#### Excerpted text ####
Non-standard specialists writing IID policies in Kansas include The General, Bristol West, Dairyland, and National General. These carriers expect interlock disclosures and price policies accordingly. Monthly premiums for liability-only coverage with SR-22 typically range $140–$220 depending on age, county, and violation history. All four offer online quotes, though Bristol West and Dairyland route some applications through broker channels for manual underwriting when multiple violations are present.

Progressive and Geico write IID policies in Kansas but route them through separate underwriting teams. Expect higher premiums than their advertised SR-22 rates—Progressive's IID policies typically price 20–30% above standard DUI SR-22 rates because the device signals active rather than historical risk. State Farm writes SR-22 in Kansas but declines most new applications with active interlock; current policyholders adding IID mid-term have better retention odds but should expect non-renewal at the next term.

How Interlock Affects Premium and Tier Placement

The IID disclosure moves your application into non-standard underwriting even if your DUI alone would qualify for standard-tier SR-22 coverage. Carriers treating DUI as a surchargeable event—adding 40–60% to base rates—will instead decline or route IID applications to subsidiaries with separate rate structures. Non-standard divisions price IID risk as ongoing monitoring, not closed violation, which produces higher base premiums before any DUI surcharge is applied.

Kansas allows carriers to surcharge DUI violations for 3 years from conviction date under administrative rate filing rules. The interlock period runs concurrently but doesn't reduce the surcharge timeline. Expect premiums to remain elevated until both the SR-22 period ends and the 3-year DUI lookback window closes. Switching carriers mid-SR-22 period won't reduce your rate—new carriers re-underwrite the full violation history and interlock status at application.
####
▸ **Tasks to carry out**:
A: Summarize the passage on Kansas interlock insurance in two sentences.
B: According to the passage on Kansas interlock insurance, how long may carriers surcharge a DUI violation?
C: Continue the passage on Kansas interlock insurance from its final sentence.
#### Recorded information ####
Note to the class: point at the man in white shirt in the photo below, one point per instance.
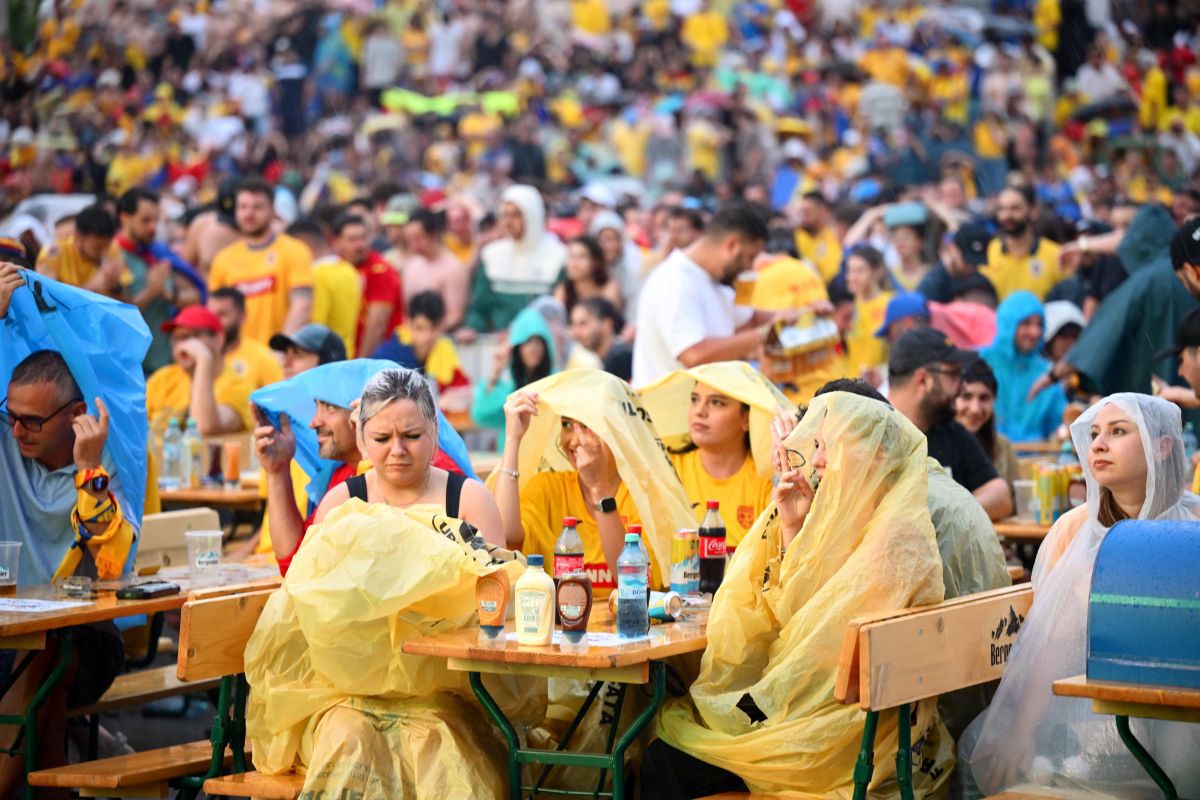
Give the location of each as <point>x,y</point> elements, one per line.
<point>687,316</point>
<point>1098,79</point>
####
▸ **Answers to the tasks**:
A: In Kansas, non-standard carriers such as The General, Bristol West, Dairyland, and National General write ignition interlock policies, while Progressive and Geico route them through separate underwriting and State Farm declines most new applications with an active interlock. An interlock disclosure pushes an application into non-standard underwriting at higher premiums, and rates stay elevated until both the SR-22 period and the 3-year DUI surcharge window end.

B: For 3 years from the conviction date.

C:
If you're moving from a lapsed policy to new coverage with IID already installed, most carriers treat this as higher risk than a DUI reinstatement without interlock. The lapse signals prior non-compliance layered on top of the device requirement. Budget an additional 15–25% premium increase compared to DUI-only SR-22 rates in your county.

Kansas IID Liability Premium Range

$140–$220/mo

Monthly liability-only premiums with SR-22 and active IID in Kansas typically fall in this range for non-standard carriers, varying by county, age, and clean months since reinstatement. Sedgwick and Johnson counties price toward the upper end; rural counties often price lower.

Carrier rate filings, Kansas Department of Insurance

Switching Carriers While IID Is Installed

Switching carriers mid-interlock requires coordination to avoid SR-22 lapse. Your old carrier files SR-22 termination when your policy cancels; your new carrier must file SR-22 before that termination reaches KDOR. A gap of even one day between filings triggers automatic suspension and restarts your interlock period. Most agents recommend overlapping coverage by 3–5 days to ensure the new SR-22 posts before the old one terminates.

Request written confirmation that your new carrier has filed SR-22 with KDOR before canceling your old policy. Kansas processes electronic SR-22 filings within 1–3 business days, but manual filings or corrections can take up to 10 days. If you switch without verifying the new filing posted, you may not discover the lapse until KDOR mails a suspension notice 2–3 weeks later—by which time your interlock compliance window has already been violated.

Getting Covered Before Your IID Is Installed

Apply for coverage before your IID installation appointment. Kansas requires proof of insurance and SR-22 filing before KDOR will approve restricted driving privileges under K.S.A. 8-1015, but most carriers process applications faster when the interlock isn't yet active. Once installed, the device shows in KDOR records and triggers stricter underwriting at application.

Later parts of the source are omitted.